# Exercise requirements
Can you write out every one of the rows below, character for character, with nothing changed?

===== Record list =====

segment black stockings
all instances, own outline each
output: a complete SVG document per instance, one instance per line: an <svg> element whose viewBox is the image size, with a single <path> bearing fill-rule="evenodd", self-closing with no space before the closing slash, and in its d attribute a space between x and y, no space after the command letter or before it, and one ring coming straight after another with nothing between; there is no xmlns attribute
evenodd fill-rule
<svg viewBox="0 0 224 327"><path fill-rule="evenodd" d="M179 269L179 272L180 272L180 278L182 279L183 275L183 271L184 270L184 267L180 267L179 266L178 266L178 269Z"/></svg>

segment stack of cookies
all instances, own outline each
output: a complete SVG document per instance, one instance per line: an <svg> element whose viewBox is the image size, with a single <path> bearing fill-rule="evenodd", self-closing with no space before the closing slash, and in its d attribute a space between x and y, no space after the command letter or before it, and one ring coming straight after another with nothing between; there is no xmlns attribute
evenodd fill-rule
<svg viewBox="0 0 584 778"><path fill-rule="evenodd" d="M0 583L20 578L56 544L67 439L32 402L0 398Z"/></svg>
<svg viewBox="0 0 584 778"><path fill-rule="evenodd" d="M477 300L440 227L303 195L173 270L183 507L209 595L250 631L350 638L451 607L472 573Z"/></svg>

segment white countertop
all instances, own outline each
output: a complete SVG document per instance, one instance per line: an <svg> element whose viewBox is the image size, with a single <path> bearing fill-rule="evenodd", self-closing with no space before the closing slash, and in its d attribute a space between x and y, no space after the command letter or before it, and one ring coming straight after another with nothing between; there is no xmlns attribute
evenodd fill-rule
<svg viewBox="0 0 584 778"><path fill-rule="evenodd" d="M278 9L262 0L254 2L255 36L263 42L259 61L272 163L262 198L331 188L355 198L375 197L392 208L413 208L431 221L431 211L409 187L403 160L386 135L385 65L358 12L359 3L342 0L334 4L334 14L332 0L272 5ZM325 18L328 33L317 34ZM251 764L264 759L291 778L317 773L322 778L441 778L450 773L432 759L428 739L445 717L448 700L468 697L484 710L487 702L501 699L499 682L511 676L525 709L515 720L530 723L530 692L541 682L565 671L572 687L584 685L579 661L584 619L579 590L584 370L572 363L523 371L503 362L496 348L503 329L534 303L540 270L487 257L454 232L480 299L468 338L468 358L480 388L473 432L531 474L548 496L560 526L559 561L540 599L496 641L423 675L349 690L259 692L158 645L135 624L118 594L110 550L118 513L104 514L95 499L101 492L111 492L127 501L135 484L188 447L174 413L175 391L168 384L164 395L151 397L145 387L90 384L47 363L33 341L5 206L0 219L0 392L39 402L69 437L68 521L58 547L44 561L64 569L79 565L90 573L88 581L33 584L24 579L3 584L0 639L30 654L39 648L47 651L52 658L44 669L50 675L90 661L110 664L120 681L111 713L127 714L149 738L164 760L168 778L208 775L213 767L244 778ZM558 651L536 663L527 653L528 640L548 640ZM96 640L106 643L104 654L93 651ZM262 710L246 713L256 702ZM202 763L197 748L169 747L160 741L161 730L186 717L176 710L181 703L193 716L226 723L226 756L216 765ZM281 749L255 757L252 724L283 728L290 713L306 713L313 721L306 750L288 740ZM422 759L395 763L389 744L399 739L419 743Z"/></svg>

=====

# Response for this exercise
segment black stockings
all instances, own outline each
output: a complete SVG document per instance, one instance per line: an <svg> element whose viewBox is the image size, with a single <path> bearing fill-rule="evenodd", self-closing with no space before the closing slash, and in its d attribute a space between x and y, no space after the command letter or before it, and one ring coming straight after another with nothing between; there is no xmlns attribute
evenodd fill-rule
<svg viewBox="0 0 224 327"><path fill-rule="evenodd" d="M179 269L179 272L180 272L180 278L182 279L183 275L183 271L184 270L184 267L180 267L179 266L178 266L178 269Z"/></svg>

segment stack of cookies
all instances, own outline each
output: a complete SVG document per instance, one instance per line: an <svg> element whose viewBox is the image size, with a single <path> bearing fill-rule="evenodd", self-closing with no space before the closing slash, and in its d attribute a space between x and y, no space after the command letter or before it, and one ring coming straight after another with nothing between; there is no xmlns attribute
evenodd fill-rule
<svg viewBox="0 0 584 778"><path fill-rule="evenodd" d="M0 583L20 578L56 544L67 439L32 402L0 398Z"/></svg>
<svg viewBox="0 0 584 778"><path fill-rule="evenodd" d="M477 300L440 227L303 195L173 270L183 507L209 595L250 631L350 638L451 607L472 573Z"/></svg>

segment white countertop
all instances, own outline each
output: a complete SVG document per instance, one instance per line: an <svg> element whose viewBox is the image size, with a single <path> bearing fill-rule="evenodd", self-closing with no space before the closing slash, and in its d attribute a space between x and y, no space after the command letter or before it, and one ring coming straight after another with nothing between; there is no xmlns attribute
evenodd fill-rule
<svg viewBox="0 0 584 778"><path fill-rule="evenodd" d="M278 9L262 0L254 2L255 36L263 42L259 61L272 163L262 198L331 188L355 198L375 197L392 208L413 208L431 221L431 211L409 187L403 160L386 135L385 65L358 12L359 3L342 0L334 4L334 14L332 0L272 5ZM325 18L328 33L317 34ZM251 764L264 759L291 778L317 773L322 778L441 778L450 773L432 759L428 739L445 717L448 700L468 697L484 710L487 702L501 699L499 682L511 676L525 709L515 720L530 723L530 692L541 682L565 671L572 687L584 685L579 661L584 619L579 590L584 370L572 363L523 371L503 362L496 348L503 329L534 303L540 270L487 257L454 232L480 299L468 338L468 358L480 388L473 432L531 474L548 496L560 526L559 561L540 599L496 641L423 675L349 690L259 692L158 645L135 624L118 594L110 550L118 513L104 514L95 499L101 492L111 492L127 501L135 484L188 447L174 413L175 391L168 384L164 395L151 397L145 387L90 384L47 363L33 341L5 206L0 219L0 392L39 402L69 437L68 521L58 547L44 561L64 569L79 565L90 573L88 581L33 584L24 579L3 584L0 639L30 654L39 648L47 651L52 658L44 669L50 675L90 661L110 664L120 681L111 713L127 714L149 738L164 760L168 778L208 775L213 767L244 778ZM558 651L536 663L527 653L528 640L548 640ZM96 640L106 643L104 654L93 651ZM262 710L246 713L256 702ZM202 763L197 748L169 747L160 741L161 730L186 717L176 710L181 703L193 716L226 723L226 756L216 765ZM281 749L255 757L252 724L283 728L290 713L306 713L313 721L306 750L288 740ZM422 759L395 763L389 744L399 739L419 743Z"/></svg>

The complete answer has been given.